Dataset entries:
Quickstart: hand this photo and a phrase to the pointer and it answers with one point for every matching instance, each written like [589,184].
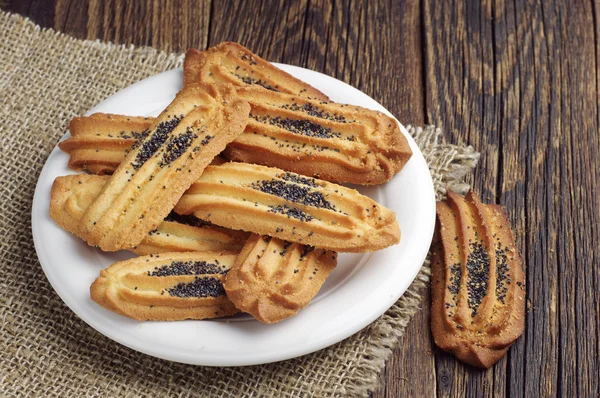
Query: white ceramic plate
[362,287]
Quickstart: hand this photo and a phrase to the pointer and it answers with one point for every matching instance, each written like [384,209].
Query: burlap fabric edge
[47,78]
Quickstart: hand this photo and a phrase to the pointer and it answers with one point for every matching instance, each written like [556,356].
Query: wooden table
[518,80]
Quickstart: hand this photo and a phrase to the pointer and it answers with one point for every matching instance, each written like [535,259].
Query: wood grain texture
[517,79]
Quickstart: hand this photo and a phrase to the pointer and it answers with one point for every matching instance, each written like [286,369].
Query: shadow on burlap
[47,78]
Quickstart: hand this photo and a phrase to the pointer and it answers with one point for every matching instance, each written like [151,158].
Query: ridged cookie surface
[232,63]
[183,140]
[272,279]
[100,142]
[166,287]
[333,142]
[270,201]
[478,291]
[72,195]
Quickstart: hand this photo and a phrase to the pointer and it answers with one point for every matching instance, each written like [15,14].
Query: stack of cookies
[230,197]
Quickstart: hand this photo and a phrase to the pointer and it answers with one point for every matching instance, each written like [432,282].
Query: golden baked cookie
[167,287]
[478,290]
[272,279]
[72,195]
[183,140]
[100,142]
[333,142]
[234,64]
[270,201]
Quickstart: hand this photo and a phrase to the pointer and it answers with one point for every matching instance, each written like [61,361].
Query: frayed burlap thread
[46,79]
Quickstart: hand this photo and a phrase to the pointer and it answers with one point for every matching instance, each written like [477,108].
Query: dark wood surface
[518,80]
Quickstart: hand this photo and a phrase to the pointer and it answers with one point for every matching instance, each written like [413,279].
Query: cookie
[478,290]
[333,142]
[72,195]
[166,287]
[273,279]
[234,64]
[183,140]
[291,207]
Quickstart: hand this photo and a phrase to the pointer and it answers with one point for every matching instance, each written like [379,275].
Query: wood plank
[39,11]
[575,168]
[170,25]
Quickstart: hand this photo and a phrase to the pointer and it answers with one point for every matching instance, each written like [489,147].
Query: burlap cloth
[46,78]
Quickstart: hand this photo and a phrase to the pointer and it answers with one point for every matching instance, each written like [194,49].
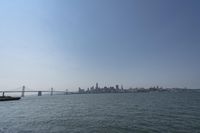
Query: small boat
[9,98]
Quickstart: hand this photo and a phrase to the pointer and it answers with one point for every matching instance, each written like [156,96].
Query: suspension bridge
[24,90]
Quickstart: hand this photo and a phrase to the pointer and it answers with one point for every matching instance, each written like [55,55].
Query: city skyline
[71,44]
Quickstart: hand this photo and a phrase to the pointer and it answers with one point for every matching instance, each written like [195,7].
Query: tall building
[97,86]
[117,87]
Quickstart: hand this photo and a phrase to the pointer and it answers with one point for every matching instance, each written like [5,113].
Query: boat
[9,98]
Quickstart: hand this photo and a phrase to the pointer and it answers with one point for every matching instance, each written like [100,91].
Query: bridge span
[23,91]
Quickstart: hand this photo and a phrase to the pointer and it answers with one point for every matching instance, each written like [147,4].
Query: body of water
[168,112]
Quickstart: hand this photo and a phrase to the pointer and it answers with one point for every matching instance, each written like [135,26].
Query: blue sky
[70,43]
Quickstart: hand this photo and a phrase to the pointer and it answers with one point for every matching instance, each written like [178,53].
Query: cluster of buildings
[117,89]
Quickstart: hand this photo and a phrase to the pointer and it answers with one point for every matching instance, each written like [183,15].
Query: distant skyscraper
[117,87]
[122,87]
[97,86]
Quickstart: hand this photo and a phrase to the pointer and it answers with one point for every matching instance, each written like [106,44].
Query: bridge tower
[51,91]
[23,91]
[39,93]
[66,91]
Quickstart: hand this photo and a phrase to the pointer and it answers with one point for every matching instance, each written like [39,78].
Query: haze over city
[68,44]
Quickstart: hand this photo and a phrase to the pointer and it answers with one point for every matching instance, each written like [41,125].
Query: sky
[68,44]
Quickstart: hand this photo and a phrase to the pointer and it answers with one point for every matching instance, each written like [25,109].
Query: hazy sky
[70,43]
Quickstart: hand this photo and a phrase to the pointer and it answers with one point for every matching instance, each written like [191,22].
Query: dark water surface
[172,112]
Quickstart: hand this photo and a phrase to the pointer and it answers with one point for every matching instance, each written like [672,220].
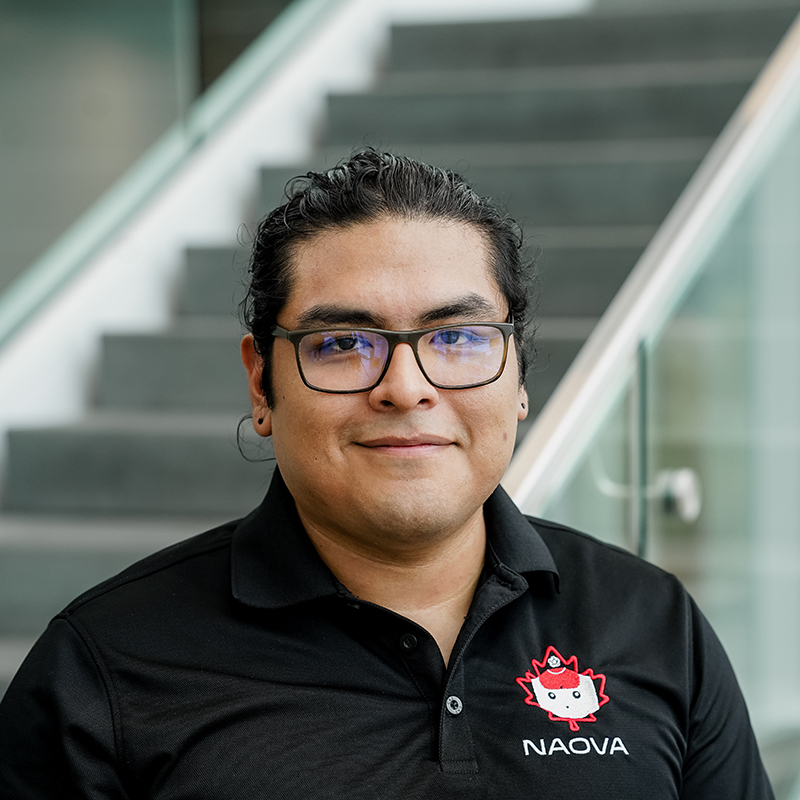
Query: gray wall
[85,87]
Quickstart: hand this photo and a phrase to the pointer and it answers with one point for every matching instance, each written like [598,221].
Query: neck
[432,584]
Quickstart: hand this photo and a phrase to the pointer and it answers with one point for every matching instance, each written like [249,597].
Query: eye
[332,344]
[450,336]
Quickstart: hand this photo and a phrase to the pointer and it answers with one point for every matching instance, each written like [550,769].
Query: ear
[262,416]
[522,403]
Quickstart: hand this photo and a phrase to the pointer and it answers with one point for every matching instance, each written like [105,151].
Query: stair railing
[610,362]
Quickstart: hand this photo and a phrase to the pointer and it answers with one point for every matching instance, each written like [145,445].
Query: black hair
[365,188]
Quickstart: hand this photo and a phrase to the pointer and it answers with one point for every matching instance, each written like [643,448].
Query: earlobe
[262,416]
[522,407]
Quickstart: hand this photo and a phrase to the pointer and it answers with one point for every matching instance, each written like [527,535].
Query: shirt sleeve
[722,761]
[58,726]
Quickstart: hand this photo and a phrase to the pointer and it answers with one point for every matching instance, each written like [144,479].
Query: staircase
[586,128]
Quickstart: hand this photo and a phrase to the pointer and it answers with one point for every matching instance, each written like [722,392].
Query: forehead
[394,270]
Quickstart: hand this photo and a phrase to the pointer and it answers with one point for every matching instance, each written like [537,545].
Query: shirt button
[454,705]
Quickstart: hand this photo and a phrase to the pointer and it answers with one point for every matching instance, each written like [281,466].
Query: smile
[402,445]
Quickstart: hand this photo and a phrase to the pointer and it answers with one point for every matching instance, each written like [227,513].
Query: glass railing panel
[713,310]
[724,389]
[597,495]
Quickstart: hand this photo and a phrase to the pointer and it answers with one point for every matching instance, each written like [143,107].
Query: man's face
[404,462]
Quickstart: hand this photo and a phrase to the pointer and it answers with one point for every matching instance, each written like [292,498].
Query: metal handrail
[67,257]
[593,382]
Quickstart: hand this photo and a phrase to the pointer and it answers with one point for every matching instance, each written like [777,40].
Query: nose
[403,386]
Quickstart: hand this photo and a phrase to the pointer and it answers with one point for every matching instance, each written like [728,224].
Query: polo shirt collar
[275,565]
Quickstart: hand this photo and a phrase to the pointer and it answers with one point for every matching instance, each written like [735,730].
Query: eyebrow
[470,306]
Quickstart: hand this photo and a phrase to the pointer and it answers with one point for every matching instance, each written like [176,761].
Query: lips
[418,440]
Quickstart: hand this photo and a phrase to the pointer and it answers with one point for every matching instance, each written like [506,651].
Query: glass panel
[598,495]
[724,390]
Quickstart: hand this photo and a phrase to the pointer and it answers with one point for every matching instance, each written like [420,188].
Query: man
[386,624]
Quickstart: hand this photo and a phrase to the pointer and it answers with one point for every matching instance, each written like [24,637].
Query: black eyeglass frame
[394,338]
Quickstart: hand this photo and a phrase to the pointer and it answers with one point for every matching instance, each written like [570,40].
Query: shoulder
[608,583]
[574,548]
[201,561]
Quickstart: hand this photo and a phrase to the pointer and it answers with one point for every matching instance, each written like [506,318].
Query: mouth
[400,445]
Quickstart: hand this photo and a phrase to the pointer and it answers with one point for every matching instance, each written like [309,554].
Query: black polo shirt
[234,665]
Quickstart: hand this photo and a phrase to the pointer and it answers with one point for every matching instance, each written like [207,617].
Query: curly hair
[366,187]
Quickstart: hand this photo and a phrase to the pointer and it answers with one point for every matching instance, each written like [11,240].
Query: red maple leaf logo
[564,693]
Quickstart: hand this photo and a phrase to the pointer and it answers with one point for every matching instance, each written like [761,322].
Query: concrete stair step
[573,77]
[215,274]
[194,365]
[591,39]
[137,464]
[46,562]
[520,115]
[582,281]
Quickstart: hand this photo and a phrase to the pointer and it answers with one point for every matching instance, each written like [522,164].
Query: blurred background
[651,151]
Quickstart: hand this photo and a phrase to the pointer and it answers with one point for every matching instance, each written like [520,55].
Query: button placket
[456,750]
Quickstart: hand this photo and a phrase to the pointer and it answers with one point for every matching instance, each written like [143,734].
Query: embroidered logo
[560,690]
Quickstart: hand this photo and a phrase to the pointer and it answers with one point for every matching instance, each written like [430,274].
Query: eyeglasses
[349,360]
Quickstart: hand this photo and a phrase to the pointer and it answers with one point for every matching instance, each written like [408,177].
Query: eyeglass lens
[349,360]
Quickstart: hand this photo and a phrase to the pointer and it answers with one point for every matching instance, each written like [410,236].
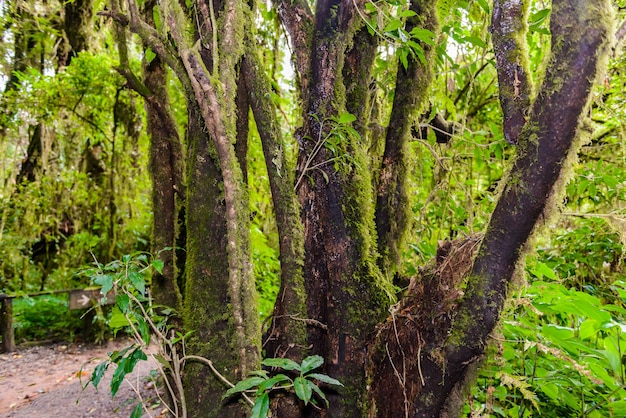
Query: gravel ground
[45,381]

**PROMPT**
Reproduce exactly the lines above from the line with "written like [151,158]." to the line with "written like [432,282].", including both, and add nothing.

**RESPONSE AREA**
Quickstart: hand this photo and a phrase to the pointer and it answers with one point for every matching instance, each written like [151,158].
Query: ridged cookie surface
[232,63]
[183,140]
[272,279]
[100,142]
[166,287]
[333,142]
[270,201]
[478,291]
[72,195]
Quickstart: hand this photo and a phrase to the pointer and it answers with one point for every matching instance, each written like [15,14].
Query: stack of cookies
[230,197]
Quickstart: hand this photo and a phrase to the pointer and it answers with one point for every matching instance, each written like [432,282].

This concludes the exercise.